=== Text under study ===
Summary. The paper proposes Background Embedding Memory (BEM), a lightweight training-free module attachable to pretrained detectors (YOLO and RT-DETR families) for fixed-background cameras. BEM estimates clean background embeddings from incoming frames, maintains a prototype memory, and applies an inverse-similarity rank-weighted penalty to detection logits to suppress false positives while preserving recall. It reports a negative correlation between background-frame cosine similarity and object count, plus a positive correlation with Precision-Confidence AUC (P-AUC), and claims consistent FP reduction on LLVIP and simulated surveillance streams without compromising real-time performance. Code is released at the provided GitHub link.

Significance. If the central empirical claims hold, BEM offers a practical inference-only technique for improving detector robustness in dense, quasi-static surveillance and traffic scenes by exploiting label-free background priors, avoiding the need for domain-specific retraining. The training-free design and public code release are strengths that could facilitate adoption and further testing in real-time CV applications.

major comments (2)

[§3] §3: The prototype memory is updated directly from incoming frames without an explicit mechanism (temporal filtering, statistical outlier rejection, or foreground masking) for separating background from foreground. In the high object-density surveillance scenarios highlighted in the introduction, persistent or slow-moving objects risk contaminating the background embeddings; this could either suppress true static detections or fail to penalize spurious ones, directly threatening the reported P-AUC gains.
[Experiments] Experiments section: The abstract states consistent FP reduction and a background-similarity correlation with object count/P-AUC across YOLO/RT-DETR on LLVIP and simulated streams, yet no quantitative tables, per-scenario ablations on object density, or error bars are referenced; without these, it is impossible to verify whether the gains are robust or load-bearing for the central claim.

minor comments (2)

[Abstract] Abstract: The term 'simulated surveillance streams' is used without describing the simulation procedure, camera parameters, or how it matches real fixed-background conditions.
Notation: The embedding memory update rule and the exact form of the rank-weighted inverse-similarity penalty would benefit from an explicit equation or pseudocode block in the method section to improve clarity.

Simulated Author's Rebuttal

2 responses · 0 unresolved

We thank the referee for the constructive and detailed feedback. We address each major comment below and outline revisions that will strengthen the empirical support and methodological clarity of the manuscript.

read point-by-point responses

Referee: §3: The prototype memory is updated directly from incoming frames without an explicit mechanism (temporal filtering, statistical outlier rejection, or foreground masking) for separating background from foreground. In the high object-density surveillance scenarios highlighted in the introduction, persistent or slow-moving objects risk contaminating the background embeddings; this could either suppress true static detections or fail to penalize spurious ones, directly threatening the reported P-AUC gains.

=== Data for analysis ===

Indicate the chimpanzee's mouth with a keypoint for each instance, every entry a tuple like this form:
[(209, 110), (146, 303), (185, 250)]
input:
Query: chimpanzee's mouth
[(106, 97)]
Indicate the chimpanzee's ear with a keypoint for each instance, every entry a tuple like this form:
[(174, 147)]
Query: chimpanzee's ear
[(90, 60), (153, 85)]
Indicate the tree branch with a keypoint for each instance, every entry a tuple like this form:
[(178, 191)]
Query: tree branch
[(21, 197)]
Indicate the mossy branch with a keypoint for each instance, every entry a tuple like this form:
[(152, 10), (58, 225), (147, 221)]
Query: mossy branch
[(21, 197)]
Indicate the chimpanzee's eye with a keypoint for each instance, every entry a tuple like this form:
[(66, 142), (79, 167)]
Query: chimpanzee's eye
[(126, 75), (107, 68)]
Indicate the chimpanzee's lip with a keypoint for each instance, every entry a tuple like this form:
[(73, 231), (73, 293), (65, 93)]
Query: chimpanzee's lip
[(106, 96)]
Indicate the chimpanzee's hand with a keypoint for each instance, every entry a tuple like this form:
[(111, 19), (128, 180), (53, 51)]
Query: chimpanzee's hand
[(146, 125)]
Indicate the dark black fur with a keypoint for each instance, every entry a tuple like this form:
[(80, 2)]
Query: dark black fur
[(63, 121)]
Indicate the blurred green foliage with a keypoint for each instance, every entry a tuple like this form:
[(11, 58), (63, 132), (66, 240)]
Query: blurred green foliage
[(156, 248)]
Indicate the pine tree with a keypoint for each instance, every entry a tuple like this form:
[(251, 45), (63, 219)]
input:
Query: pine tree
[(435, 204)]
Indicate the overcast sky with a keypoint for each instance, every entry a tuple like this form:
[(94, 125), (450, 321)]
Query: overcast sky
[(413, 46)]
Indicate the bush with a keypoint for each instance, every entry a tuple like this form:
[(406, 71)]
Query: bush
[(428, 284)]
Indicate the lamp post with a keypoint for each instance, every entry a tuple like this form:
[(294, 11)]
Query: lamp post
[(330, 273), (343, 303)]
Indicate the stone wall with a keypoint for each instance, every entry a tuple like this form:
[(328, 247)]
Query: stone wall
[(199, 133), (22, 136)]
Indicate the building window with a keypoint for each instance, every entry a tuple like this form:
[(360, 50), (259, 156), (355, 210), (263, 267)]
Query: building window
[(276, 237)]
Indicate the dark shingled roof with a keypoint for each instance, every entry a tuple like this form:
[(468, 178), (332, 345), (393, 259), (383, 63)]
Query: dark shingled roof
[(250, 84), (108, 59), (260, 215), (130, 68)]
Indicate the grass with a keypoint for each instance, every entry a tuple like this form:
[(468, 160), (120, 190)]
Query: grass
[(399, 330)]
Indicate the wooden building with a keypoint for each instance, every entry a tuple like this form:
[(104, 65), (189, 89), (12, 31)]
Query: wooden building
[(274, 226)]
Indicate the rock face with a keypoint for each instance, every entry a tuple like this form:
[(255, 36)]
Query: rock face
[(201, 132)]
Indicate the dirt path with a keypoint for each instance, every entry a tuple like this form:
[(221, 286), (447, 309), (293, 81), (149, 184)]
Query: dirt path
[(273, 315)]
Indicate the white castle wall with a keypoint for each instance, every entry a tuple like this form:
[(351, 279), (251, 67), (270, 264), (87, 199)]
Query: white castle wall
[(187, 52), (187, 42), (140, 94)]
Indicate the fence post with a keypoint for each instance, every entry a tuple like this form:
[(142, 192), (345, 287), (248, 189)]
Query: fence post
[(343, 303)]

=== Using the information ===
A - In the review of the BEM paper, which two detector families can BEM be attached to?
B - Write out everything in the BEM review from "[Experiments] Experiments section: The" down to "the central claim." again, with "error bars" swapped for "confidence intervals".

=== Results of the tasks ===
A - The YOLO and RT-DETR families.

B -
[Experiments] Experiments section: The abstract states consistent FP reduction and a background-similarity correlation with object count/P-AUC across YOLO/RT-DETR on LLVIP and simulated streams, yet no quantitative tables, per-scenario ablations on object density, or confidence intervals are referenced; without these, it is impossible to verify whether the gains are robust or load-bearing for the central claim.